(WORK ITEM): Read through the data and count the lines that contain the string "below"; give only the result.

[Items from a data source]
----

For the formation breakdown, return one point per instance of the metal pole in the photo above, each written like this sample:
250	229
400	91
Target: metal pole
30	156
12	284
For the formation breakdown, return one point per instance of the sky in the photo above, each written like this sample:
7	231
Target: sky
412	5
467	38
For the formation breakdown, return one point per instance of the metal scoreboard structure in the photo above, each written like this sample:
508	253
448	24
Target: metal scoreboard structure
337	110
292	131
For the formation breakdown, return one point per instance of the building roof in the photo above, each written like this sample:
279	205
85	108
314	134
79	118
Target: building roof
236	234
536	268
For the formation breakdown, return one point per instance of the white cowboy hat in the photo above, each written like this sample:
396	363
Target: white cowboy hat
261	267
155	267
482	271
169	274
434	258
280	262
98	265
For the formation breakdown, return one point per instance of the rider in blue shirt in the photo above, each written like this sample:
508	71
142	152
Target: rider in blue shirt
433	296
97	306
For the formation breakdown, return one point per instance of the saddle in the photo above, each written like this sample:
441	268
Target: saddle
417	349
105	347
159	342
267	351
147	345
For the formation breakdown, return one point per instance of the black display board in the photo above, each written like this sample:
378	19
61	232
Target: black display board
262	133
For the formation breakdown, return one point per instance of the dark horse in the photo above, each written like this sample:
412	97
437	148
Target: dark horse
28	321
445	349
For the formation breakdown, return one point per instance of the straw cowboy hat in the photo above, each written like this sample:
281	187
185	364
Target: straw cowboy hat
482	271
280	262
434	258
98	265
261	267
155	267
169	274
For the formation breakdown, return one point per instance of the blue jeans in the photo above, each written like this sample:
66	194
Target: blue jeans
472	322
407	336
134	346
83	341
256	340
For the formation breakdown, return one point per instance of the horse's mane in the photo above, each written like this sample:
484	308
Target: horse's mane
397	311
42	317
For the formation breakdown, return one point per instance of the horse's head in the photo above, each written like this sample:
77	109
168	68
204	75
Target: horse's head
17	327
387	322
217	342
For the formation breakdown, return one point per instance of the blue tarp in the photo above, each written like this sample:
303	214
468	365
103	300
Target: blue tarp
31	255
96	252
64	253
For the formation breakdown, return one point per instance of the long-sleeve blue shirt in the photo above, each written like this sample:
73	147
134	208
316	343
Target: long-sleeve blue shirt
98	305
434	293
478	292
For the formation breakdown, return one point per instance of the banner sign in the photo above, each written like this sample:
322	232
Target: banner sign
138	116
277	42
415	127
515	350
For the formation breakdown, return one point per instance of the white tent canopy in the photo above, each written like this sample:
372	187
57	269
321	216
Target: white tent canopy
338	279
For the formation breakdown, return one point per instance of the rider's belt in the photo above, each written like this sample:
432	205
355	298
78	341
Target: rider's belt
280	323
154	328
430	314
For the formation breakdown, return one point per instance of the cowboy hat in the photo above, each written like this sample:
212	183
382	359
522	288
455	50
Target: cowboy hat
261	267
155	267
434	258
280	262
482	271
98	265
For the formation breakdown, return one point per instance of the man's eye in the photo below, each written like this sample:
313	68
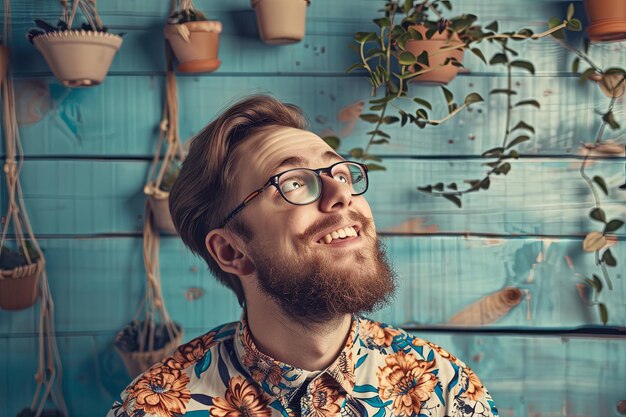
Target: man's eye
291	185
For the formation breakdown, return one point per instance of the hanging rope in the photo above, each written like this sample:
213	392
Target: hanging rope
49	373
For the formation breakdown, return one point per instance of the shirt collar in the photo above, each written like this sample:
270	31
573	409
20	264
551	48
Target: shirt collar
279	379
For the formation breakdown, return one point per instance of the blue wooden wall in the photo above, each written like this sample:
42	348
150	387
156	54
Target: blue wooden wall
88	154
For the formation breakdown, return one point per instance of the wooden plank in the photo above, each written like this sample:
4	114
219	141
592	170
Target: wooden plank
97	284
58	121
553	376
538	197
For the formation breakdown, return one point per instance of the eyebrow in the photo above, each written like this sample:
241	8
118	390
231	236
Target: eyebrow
298	161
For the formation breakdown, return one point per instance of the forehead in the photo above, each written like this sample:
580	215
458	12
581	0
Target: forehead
279	148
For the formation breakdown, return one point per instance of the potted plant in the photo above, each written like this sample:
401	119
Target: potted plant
281	21
19	278
607	20
193	38
78	57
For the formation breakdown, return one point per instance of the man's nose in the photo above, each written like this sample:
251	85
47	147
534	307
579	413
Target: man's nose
335	194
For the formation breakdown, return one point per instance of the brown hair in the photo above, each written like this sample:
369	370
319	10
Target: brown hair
202	195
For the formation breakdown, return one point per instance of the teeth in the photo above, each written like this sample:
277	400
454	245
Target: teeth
339	234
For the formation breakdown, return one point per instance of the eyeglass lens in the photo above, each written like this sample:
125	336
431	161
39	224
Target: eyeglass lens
302	186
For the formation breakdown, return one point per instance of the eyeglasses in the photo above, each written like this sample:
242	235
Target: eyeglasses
301	186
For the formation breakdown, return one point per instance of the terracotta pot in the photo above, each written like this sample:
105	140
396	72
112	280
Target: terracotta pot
5	56
137	362
195	44
441	74
281	21
607	20
78	58
19	287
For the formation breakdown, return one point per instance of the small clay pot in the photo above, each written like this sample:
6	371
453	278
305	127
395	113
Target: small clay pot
19	287
607	20
441	74
281	22
78	58
195	44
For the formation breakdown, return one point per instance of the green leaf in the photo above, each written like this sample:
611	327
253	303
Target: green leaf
423	102
498	58
493	26
613	225
332	141
382	22
575	25
533	103
370	117
517	141
598	214
525	126
451	197
479	54
604	313
447	94
528	66
585	75
375	167
601	183
570	11
503	91
406	58
363	37
607	258
473	98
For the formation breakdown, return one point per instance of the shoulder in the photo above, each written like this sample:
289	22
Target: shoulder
164	389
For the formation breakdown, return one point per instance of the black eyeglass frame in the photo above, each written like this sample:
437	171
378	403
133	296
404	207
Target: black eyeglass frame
273	180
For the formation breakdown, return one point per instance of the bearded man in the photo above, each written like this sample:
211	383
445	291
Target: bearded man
281	219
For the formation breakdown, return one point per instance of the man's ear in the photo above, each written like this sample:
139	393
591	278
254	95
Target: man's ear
226	250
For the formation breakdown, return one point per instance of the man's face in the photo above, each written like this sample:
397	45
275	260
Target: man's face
310	278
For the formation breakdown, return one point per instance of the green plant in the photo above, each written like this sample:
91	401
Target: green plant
390	67
612	82
66	22
185	12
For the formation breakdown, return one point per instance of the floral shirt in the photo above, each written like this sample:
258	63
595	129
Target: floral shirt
381	372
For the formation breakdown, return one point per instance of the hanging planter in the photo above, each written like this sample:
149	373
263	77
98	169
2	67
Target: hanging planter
77	57
143	343
607	20
281	22
441	47
193	38
19	280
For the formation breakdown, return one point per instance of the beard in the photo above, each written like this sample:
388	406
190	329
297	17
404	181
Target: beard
314	288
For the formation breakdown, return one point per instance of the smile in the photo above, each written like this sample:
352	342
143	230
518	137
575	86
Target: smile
339	234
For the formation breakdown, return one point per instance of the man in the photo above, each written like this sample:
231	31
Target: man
280	218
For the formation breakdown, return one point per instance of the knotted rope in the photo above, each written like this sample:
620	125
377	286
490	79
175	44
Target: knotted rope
49	371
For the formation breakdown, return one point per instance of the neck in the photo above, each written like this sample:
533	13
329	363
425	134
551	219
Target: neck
310	347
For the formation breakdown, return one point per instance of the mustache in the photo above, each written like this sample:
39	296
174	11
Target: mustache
335	220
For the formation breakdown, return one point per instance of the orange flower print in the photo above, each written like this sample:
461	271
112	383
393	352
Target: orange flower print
441	351
260	369
382	336
195	350
475	388
242	399
406	380
325	398
161	391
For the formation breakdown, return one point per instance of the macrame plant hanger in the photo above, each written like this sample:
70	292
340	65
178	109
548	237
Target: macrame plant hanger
152	310
49	372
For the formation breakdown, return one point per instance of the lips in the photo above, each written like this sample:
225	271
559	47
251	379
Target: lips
339	234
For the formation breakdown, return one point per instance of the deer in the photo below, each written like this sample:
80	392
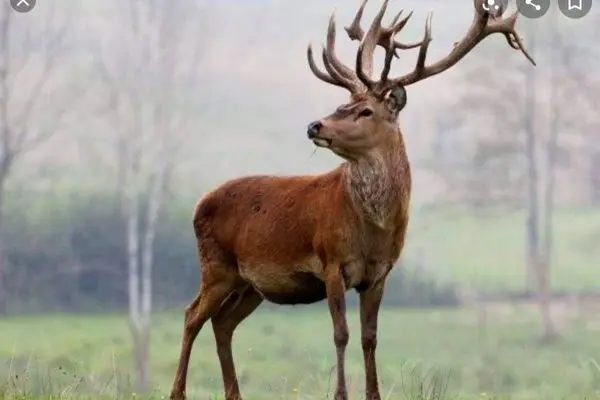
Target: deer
296	240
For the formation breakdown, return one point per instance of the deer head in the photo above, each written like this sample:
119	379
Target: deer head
368	122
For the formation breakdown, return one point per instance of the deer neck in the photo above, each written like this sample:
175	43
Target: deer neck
376	182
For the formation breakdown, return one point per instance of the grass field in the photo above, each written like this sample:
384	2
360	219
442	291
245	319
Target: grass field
288	354
488	251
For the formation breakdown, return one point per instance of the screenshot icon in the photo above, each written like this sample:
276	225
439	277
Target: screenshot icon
533	8
575	8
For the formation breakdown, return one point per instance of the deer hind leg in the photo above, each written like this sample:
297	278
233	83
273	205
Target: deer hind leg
213	292
233	312
334	283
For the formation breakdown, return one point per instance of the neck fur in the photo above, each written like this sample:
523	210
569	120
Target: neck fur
374	184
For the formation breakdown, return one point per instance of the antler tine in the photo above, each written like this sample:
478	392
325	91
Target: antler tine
354	30
397	28
507	27
317	72
352	85
364	56
484	24
343	70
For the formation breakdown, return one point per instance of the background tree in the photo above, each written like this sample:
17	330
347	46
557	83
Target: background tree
35	99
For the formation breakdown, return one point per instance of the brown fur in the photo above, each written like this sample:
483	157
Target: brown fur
302	239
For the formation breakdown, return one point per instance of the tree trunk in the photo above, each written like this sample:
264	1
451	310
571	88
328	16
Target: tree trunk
532	220
549	331
140	332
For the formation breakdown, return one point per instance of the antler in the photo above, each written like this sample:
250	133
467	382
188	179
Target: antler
484	24
340	75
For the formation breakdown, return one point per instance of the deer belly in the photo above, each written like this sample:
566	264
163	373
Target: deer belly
284	285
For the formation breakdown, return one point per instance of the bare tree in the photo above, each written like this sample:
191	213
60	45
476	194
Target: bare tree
523	137
34	97
147	84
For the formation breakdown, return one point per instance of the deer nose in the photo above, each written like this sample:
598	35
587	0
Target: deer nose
313	129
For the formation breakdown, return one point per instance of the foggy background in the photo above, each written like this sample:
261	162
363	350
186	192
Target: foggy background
116	116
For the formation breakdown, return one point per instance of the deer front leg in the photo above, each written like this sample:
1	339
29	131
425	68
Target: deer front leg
336	300
370	300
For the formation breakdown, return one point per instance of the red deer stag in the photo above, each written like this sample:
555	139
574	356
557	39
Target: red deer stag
299	240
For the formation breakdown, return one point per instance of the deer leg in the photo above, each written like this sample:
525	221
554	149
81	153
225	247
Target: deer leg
336	300
234	311
370	300
207	303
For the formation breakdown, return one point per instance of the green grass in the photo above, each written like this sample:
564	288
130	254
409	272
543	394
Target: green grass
289	354
488	252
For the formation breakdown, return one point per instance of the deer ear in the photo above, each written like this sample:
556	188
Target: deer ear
395	99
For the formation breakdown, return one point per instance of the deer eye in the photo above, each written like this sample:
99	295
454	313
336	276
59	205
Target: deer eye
367	112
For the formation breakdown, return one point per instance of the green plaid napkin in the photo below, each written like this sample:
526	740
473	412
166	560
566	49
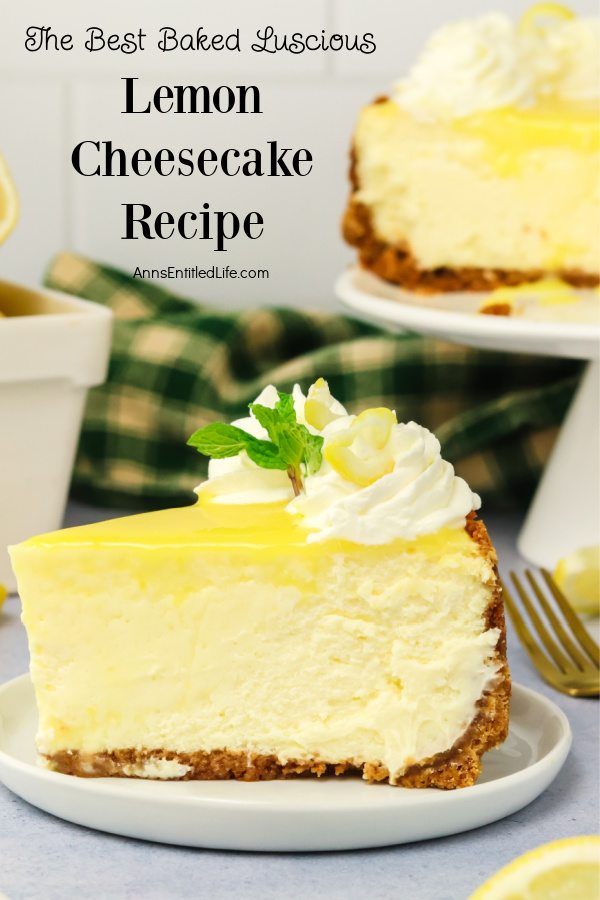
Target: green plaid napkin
176	366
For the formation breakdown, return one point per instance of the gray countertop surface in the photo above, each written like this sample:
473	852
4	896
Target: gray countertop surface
46	858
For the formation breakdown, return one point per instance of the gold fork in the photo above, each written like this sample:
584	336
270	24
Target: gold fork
571	663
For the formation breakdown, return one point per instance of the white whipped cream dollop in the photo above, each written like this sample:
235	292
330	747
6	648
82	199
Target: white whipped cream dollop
380	480
491	62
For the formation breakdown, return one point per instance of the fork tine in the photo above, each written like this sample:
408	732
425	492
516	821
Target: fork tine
578	656
538	658
587	642
559	658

----

(COMPLETED TASK): 3